_YOUR OBJECTIVE_.
Set down, word for word, only the lines from the start of the records through the line bearing "Target: red roof"; include no pictures.

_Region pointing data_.
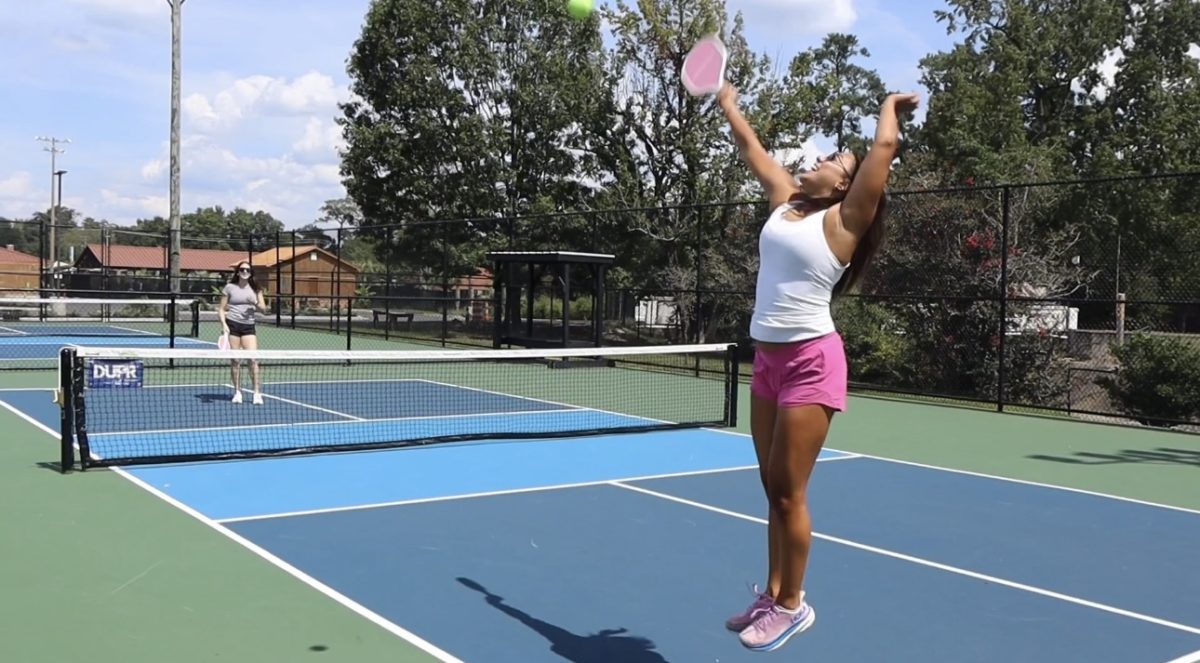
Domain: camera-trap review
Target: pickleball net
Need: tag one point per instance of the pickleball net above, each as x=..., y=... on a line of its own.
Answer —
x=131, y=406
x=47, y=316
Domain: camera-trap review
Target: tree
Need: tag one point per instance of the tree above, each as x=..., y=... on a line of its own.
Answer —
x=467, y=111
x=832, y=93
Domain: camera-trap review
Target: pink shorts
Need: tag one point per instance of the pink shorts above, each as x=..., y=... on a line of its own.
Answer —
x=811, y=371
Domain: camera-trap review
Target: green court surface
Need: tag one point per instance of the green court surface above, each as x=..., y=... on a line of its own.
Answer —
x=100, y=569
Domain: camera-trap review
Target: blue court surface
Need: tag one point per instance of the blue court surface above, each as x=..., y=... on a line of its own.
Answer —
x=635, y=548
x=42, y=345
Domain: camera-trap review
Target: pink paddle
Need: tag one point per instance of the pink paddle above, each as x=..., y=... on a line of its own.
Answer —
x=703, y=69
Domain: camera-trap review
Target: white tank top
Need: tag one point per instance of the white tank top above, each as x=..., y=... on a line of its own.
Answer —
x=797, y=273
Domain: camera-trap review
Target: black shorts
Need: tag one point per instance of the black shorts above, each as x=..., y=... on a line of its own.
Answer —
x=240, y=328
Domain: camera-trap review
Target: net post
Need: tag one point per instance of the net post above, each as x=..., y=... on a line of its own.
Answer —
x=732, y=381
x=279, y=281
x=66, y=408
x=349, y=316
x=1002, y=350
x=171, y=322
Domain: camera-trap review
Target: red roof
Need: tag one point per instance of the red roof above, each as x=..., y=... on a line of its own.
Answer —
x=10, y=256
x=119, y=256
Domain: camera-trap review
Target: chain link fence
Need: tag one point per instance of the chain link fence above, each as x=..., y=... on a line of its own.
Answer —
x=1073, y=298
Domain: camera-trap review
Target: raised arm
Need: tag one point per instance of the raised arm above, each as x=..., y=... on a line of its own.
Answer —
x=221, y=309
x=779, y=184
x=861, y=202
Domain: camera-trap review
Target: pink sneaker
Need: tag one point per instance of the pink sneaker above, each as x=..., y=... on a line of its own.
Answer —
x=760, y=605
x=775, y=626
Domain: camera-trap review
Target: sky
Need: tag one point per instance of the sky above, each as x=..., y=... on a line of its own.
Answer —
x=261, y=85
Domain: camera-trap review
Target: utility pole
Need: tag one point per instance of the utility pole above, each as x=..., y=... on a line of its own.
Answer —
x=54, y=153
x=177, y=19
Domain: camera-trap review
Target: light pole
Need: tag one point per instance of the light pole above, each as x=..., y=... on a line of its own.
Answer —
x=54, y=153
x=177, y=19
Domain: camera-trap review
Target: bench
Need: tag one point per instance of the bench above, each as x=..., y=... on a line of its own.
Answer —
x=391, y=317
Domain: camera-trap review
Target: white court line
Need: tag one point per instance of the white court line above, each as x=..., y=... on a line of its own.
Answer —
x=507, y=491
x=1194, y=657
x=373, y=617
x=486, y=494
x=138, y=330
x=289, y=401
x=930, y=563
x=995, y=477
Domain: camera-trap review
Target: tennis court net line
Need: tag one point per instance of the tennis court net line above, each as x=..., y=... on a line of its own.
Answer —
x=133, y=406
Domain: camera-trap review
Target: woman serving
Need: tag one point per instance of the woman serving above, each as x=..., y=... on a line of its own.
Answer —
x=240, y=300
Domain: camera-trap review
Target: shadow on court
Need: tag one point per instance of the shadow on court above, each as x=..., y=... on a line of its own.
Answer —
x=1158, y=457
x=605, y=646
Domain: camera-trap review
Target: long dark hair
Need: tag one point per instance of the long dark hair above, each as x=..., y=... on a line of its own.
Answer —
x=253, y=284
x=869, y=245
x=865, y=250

_TASK ANSWER_.
Domain: camera-trap review
Target: pickleball net
Need: tag one point per instance of the pickleball net above, each as x=..., y=... on a line of its own.
Answer —
x=131, y=406
x=47, y=316
Domain: camera-trap review
Target: tree
Need: tag one point per instance of the tree above, each as x=..., y=... on a line of its own.
Answer —
x=467, y=111
x=832, y=93
Domain: camera-trap review
Target: pink shorts
Need: tag one point per instance of the pink shorts above, each as x=..., y=... on a line of its own.
Answer —
x=811, y=371
Domain: camera-trap review
Target: green court surface
Need: tag one point per instance of the green court surface above, each as x=..., y=... on a line of its own.
Answer —
x=100, y=569
Domain: camera-trap review
Target: blue court surface
Need: tag one point per instance of the blue court surface above, each as x=..., y=... on a line of its own.
Answer —
x=635, y=548
x=42, y=345
Domain: camera-trap review
Target: pink paddle
Need: tag one point per instance of the pink paddle above, each as x=..., y=... on a line of its own.
Answer —
x=703, y=69
Domain: camera-trap review
Target: white tank top
Need: tag one point per instance of the white tank top above, each as x=..., y=... on a line of its own.
Answer —
x=797, y=273
Domain: camera-trap review
Target: black shorts
Need: tag one point per instance of the black shorts above, each as x=..., y=... on a line of its own.
Answer —
x=240, y=328
Domain: camera-trap review
Target: net post
Need: tag one point per instance of the net post above, each as x=..., y=... on a line of its own.
Answer —
x=732, y=381
x=279, y=281
x=66, y=408
x=349, y=316
x=1002, y=350
x=171, y=322
Domain: camera-trap review
Target: red roof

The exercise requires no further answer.